- WRITTEN TASK
Continue the forum discussion of the Maze spell below, picking up right after its last sentence.

- DOCUMENT TEXT
──────────
It is also quite powerful against the party as well. Taking the party cleric out of the fight can pretty much turn the tide of the battle. But no fun for the player who effectively has to sit out the entire battle.


----------



## Wulf Ratbane (Oct 4, 2009)

ashockney said:


> What did Trailblazer do?




Nothing (yet).

I liked one of the suggestions made whereby spending a standard action granted you a save; I'd take that a step further, allowing a bonus to the save for high INT; and yet another step further and stipulate that the creature so banished doesn't _have _to try to find his way out immediately.

He might have things he'd like to do while he's away on mazecation.

All of which, admittedly, is just talking off the top of my head. I wouldn't touch anything without a clear plan in place that knows exactly what type of play experience is desired at such high levels, and which takes all spells of comparable level into account. 

I know what works for *me*; but I don't know what the consensus is.

I don't think it's worthwhile to publish "whack-a-mole" solutions since it's fundamentally easier for the DM to exercise that kind of control himself. If maze isn't working for your campaign, whack it yourself.


----------



## StreamOfTheSky (Oct 4, 2009)

There's absolutely nothing wrong with Maze.

Time Hop is a low level psionic version of basically the same damn thing, except it allows a save and has aid usage (hop an endangered ally or a dominated one out of the fight for a while) since you can set how long it lasts, and thus have an idea of how long they'll be gone.

Also compare with the level 4 Shadow Well from Spell Compendium, which allows a save, but when the victim comes back, he is shaken.

If it weren't for the not allowing a save, Maze would be worthless at level 8.


----------



## Thanee (Oct 4, 2009)

ashockney said:


> No spell of the level (16th) can do what this spell can do without a save.  It is ignorantly potent against elite or solo high level BBEG's, which makes it inherently overpowered.
──────────
[A block of data]
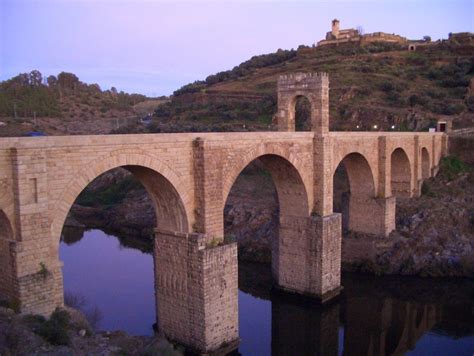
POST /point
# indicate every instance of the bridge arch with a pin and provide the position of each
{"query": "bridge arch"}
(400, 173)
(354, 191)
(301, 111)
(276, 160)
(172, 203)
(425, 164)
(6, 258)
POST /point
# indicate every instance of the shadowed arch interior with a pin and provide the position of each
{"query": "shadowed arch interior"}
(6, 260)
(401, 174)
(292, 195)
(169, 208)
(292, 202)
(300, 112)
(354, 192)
──────────
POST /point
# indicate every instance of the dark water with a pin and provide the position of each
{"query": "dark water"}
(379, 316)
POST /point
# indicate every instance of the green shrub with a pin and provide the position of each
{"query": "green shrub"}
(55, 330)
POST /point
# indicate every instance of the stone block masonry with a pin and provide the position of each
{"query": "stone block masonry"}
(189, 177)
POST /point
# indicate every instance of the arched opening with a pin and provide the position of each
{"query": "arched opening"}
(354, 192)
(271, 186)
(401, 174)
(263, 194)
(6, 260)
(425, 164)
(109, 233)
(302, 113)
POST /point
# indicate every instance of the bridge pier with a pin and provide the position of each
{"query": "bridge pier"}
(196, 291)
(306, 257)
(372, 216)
──────────
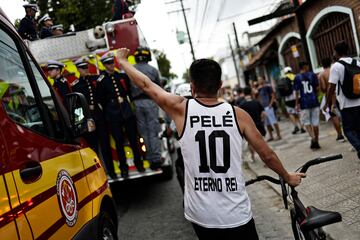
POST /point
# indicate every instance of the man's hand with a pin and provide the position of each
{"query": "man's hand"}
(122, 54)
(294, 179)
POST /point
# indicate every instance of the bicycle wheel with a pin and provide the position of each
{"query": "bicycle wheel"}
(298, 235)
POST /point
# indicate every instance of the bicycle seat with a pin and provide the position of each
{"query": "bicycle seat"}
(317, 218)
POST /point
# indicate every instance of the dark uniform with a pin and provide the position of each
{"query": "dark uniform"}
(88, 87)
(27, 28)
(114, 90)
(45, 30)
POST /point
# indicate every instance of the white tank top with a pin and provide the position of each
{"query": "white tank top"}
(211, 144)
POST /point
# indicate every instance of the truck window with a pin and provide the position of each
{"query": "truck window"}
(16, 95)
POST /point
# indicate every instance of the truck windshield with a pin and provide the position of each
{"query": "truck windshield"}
──────────
- THE REPLY
And what exactly does it do against them?

Bye
Thanee


----------



## stonegod (Oct 4, 2009)

We used Maze to great effect in Savage Tide by _mazing_ Andregost (the big three-headed BBEG of DOOM). Then someone cast _dimension lock_ where the maze occurred. Had a lot of fun discussing what should happen as the maze effect would have to pierce dimension to get big A back, but dim lock prevented that. The DM grinned and then said Big A never reappeared... there, that is.

Turned out, he appeared on the material plane, in Elminster's bedroom. AFter rampaging a bit, the sage dropped him off in front of my wizard after dim locking the area. Bastard. 

Footnote: This wasn't the first time my character randomly teleported something bad into FR. I'll tell you about the vrock with a savage pearl in Waterdeep...


----------



## Wulf Ratbane (Oct 4, 2009)

Thanee said:


> And what exactly does it do against them?




It completely hoses them. 

Lanchester's Square Law is no minor thing, and removing a BBEG from the safety of his minions so that you can dogpile him later (yes, even if just a round later...) is a Big Deal.

That said-- there's other ways to majorly hose a BBEG with 8th level spells (and lower).


----------



## Nifft (Oct 4, 2009)

Wulf Ratbane said:


> It completely hoses them.
> 
> Lanchester's Square Law is no minor thing, and removing a BBEG from the safety of his minions so that you can dogpile him later (yes, even if just a round later...) is a Big Deal.
> 
> That said-- there's other ways to majorly hose a BBEG with 8th level spells (and lower).



 8th level spells ought to be a Big Deal. If they're not, why bother having them in the game?

That said, this effect isn't a new thing at all -- from _entangle_ to _wall of ice_ to _resilient sphere_, opposition-splitting effects have been around for many, many levels before 8th.

Cheers, -- N


----------



## Thanee (Oct 4, 2009)

Wulf Ratbane said:


> It completely hoses them.
> 
> Lanchester's Square Law is no minor thing, and removing a BBEG from the safety of his minions so that you can dogpile him later (yes, even if just a round later...) is a Big Deal.




Sure, it's a useful effect (it should be!), but that it "completely hoses" them is a bit much said...

Bye
Thanee


----------



## Wulf Ratbane (Oct 4, 2009)

Wulf Ratbane said:


> It completely hoses them.
> 
> Lanchester's Square Law is no minor thing, and removing a BBEG from the safety of his minions so that you can dogpile him later (yes, even if just a round later...) is a Big Deal.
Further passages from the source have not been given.